The UK is more vulnerable to a Covid winter surge than its European neighbours, one of the country’s leading epidemiologists has warned, adding that “we don’t have very much headroom” for an increase in cases in the months ahead.
Professor Neil Ferguson, a member of the Scientific Advisory Group for Emergencies (Sage) from Imperial College London, said that Germany, France, Spain, Italy and Portugal have much lower levels of Covid-19 than Britain and can therefore “afford to see something of a surge in transmission” without “unduly stressing” their health systems.
The UK, in contrast, has a higher prevalence of infection and is “much closer to the limit of what the NHS can cope with”, he told MPs during an all-party group session on coronavirus.
Dr Jonathan Cylus, a research fellow at the European Observatory on Health Systems and Policies, also told politicians during Tuesday’s meeting that “this is not a good way to start the winter”, adding that Britain was the “canary in the coal mine” for the rest of Europe.
Despite the early success in rolling out the Covid vaccines, the rate of coverage in the UK has slowed compared to the continent.
According to Our World in Data, the UK has fully vaccinated 65.9 per cent of its adult population. For France, Italy, Ireland, Spain and Portugal, this figure stands at 66.1 per cent, 68.3 per cent, 74.1 per cent, 78.6 per cent and 85.2 per cent respectively.
Alongside a handful of Baltic state nations, Britain also has one of the highest infection rates in Europe, with an average of 32,000 new Covid cases being recorded every day.
Martin McKee, a professor of European public health at the London School of Hygiene and Tropical Medicine, told MPs that the UK is “not quite as bad” for daily deaths compared to other European countries, “but we’re still in the bottom third”.
The political decision to "live with Covid" is behind the UK's current levels of transmission, said Prof Ferguson, adding that the government's Plan B for tacking Covid could be triggered if hospital admissions doubled to reach 1,200 a day. This would see the return of mandatory face masks, the introduction of Covid passports in certain settings and new guidance on working from home.

» ENTRIES SUPPLIED:
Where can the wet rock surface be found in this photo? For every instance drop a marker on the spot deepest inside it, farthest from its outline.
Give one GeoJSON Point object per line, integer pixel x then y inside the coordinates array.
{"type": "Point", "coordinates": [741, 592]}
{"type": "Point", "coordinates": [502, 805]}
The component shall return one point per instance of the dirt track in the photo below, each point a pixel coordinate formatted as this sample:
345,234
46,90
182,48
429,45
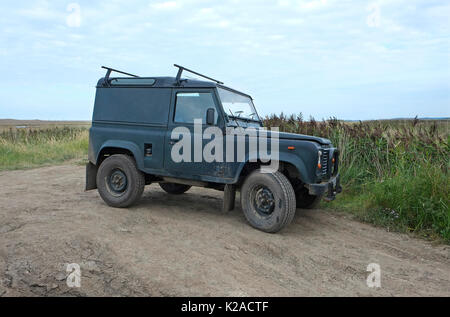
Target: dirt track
183,245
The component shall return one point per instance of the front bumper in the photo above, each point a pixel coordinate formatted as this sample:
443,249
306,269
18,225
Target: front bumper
327,189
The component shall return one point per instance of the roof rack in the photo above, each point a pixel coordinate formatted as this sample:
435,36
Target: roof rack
181,69
110,70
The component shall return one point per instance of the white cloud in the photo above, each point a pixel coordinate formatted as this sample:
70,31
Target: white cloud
168,5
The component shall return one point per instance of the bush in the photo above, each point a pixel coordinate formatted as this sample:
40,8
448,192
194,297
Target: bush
394,173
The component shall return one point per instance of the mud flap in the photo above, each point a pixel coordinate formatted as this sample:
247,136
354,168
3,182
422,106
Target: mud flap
91,176
229,198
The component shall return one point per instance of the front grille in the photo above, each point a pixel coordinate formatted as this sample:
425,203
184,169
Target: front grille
325,162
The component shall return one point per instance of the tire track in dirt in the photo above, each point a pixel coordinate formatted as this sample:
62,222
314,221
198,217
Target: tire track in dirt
183,245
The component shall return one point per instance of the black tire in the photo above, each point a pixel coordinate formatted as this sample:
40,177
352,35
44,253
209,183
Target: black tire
305,200
119,182
268,201
174,189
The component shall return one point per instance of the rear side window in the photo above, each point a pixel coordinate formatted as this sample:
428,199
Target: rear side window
194,105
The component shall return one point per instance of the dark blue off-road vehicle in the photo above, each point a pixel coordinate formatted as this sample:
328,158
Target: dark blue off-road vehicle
136,131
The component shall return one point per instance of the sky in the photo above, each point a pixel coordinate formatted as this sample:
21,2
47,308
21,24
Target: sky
349,59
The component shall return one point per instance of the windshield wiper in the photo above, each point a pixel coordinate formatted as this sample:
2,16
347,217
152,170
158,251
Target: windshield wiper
233,116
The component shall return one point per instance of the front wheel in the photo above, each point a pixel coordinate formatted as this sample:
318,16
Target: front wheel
268,201
119,182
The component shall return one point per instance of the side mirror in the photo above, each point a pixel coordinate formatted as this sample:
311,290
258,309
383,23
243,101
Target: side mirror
210,114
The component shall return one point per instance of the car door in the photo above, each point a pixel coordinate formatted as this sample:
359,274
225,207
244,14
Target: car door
187,106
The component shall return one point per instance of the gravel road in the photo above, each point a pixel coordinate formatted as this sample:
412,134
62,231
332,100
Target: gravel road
183,245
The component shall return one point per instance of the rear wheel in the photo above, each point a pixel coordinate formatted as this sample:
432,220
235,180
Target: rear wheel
119,182
174,189
268,201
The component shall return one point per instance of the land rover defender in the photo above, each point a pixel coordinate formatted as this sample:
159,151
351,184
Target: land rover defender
139,123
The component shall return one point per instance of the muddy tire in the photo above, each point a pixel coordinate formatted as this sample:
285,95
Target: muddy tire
305,200
268,201
174,189
119,182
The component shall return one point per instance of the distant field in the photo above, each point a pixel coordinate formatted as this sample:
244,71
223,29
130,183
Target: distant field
6,124
395,173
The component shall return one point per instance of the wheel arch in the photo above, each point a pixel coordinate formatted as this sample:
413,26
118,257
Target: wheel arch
120,147
290,164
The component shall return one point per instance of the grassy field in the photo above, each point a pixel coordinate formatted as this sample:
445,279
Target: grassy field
395,173
31,147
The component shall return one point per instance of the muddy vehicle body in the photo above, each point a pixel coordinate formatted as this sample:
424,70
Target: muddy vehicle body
132,142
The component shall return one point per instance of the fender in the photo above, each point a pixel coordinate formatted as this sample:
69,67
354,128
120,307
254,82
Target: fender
126,145
291,158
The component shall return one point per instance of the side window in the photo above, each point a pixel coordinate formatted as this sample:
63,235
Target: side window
194,105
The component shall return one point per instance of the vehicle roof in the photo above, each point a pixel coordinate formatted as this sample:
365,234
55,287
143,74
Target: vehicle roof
167,82
170,82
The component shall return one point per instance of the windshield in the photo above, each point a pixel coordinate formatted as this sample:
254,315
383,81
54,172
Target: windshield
237,106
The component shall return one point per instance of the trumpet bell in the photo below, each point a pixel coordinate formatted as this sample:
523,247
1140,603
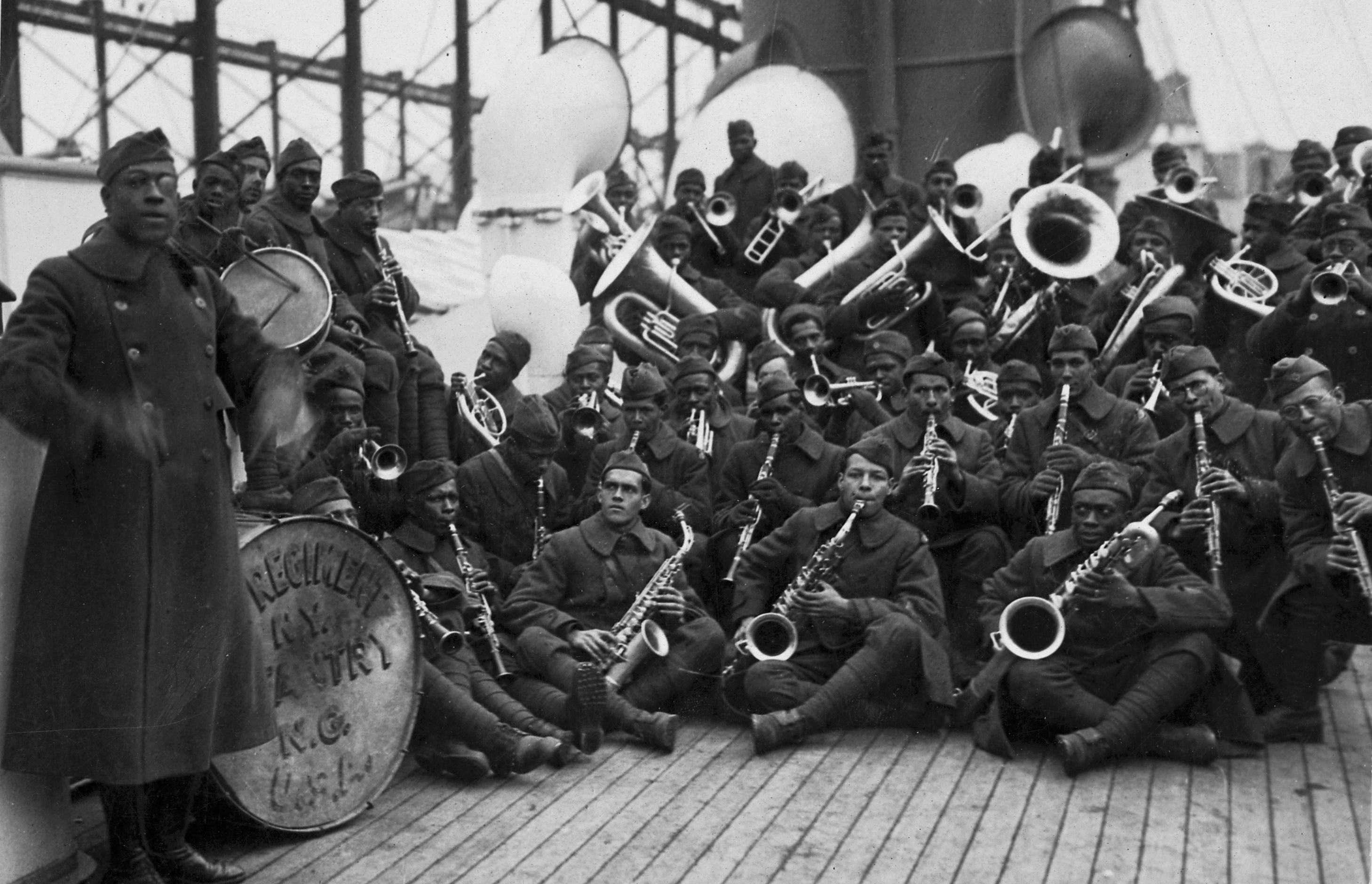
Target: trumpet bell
1065,231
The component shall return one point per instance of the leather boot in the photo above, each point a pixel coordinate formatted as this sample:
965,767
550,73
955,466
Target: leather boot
124,819
1193,744
777,729
514,751
169,814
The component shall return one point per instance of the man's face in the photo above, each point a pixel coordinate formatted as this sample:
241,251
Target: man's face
864,481
496,367
885,370
1347,246
741,147
587,379
695,392
891,232
644,416
622,497
807,337
301,184
1198,392
363,216
1072,368
876,162
140,204
969,342
342,411
1315,408
1015,400
1095,517
214,189
928,395
781,415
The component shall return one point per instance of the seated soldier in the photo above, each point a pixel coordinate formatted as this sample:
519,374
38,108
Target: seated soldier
696,389
567,603
962,533
847,322
376,286
501,362
1099,427
678,471
777,287
801,475
467,724
1135,651
1326,598
1018,386
514,496
1242,447
870,629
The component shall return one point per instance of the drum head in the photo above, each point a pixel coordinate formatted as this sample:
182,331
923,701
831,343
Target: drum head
341,648
298,319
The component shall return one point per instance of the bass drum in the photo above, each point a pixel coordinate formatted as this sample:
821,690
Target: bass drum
289,319
342,651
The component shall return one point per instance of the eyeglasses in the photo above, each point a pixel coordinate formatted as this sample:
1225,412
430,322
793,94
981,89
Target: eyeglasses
1308,404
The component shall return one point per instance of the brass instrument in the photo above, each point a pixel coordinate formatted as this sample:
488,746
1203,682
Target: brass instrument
636,635
745,536
484,621
1060,435
1212,535
1347,530
774,636
789,204
403,324
383,462
1244,283
481,410
1032,628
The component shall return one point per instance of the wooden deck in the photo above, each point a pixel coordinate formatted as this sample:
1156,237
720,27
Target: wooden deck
859,805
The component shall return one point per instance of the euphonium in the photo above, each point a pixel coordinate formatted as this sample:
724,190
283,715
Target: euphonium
773,636
636,635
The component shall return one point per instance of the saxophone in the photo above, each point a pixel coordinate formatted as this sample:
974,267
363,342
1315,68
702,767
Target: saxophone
636,635
773,636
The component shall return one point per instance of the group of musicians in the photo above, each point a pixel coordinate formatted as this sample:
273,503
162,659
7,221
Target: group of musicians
888,471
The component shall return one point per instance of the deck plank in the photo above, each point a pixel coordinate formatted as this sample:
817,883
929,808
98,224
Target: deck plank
1121,835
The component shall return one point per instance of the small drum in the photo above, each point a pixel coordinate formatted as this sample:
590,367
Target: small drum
289,319
342,651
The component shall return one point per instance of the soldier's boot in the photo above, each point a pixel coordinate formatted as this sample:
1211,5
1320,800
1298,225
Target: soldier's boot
169,814
125,816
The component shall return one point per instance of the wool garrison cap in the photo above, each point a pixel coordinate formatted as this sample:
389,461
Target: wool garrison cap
317,493
1183,360
424,475
1103,475
361,184
140,147
1292,372
297,151
876,450
516,348
1073,338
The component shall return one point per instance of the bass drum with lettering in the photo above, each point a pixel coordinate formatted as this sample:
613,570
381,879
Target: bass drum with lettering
342,648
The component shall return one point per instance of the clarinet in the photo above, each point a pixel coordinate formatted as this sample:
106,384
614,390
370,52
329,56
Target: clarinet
1060,435
485,620
403,326
745,537
1212,535
1349,532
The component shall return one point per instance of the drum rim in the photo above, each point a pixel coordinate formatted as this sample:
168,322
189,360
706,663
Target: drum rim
412,714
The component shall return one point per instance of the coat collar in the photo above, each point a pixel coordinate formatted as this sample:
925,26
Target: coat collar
603,538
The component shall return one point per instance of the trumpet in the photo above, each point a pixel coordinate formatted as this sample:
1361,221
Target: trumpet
789,204
383,462
481,410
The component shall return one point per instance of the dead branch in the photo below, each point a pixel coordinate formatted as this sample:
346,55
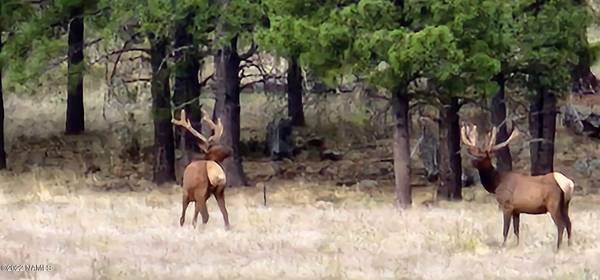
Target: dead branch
135,80
253,49
205,81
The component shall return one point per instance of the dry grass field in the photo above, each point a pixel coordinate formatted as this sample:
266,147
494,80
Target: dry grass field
114,224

» TASK ITEM:
Please give the number of daily hospital admissions at which, according to the passage on Britain's Covid winter outlook, the government's Plan B could be triggered.

» WRITTEN REPLY:
1,200 a day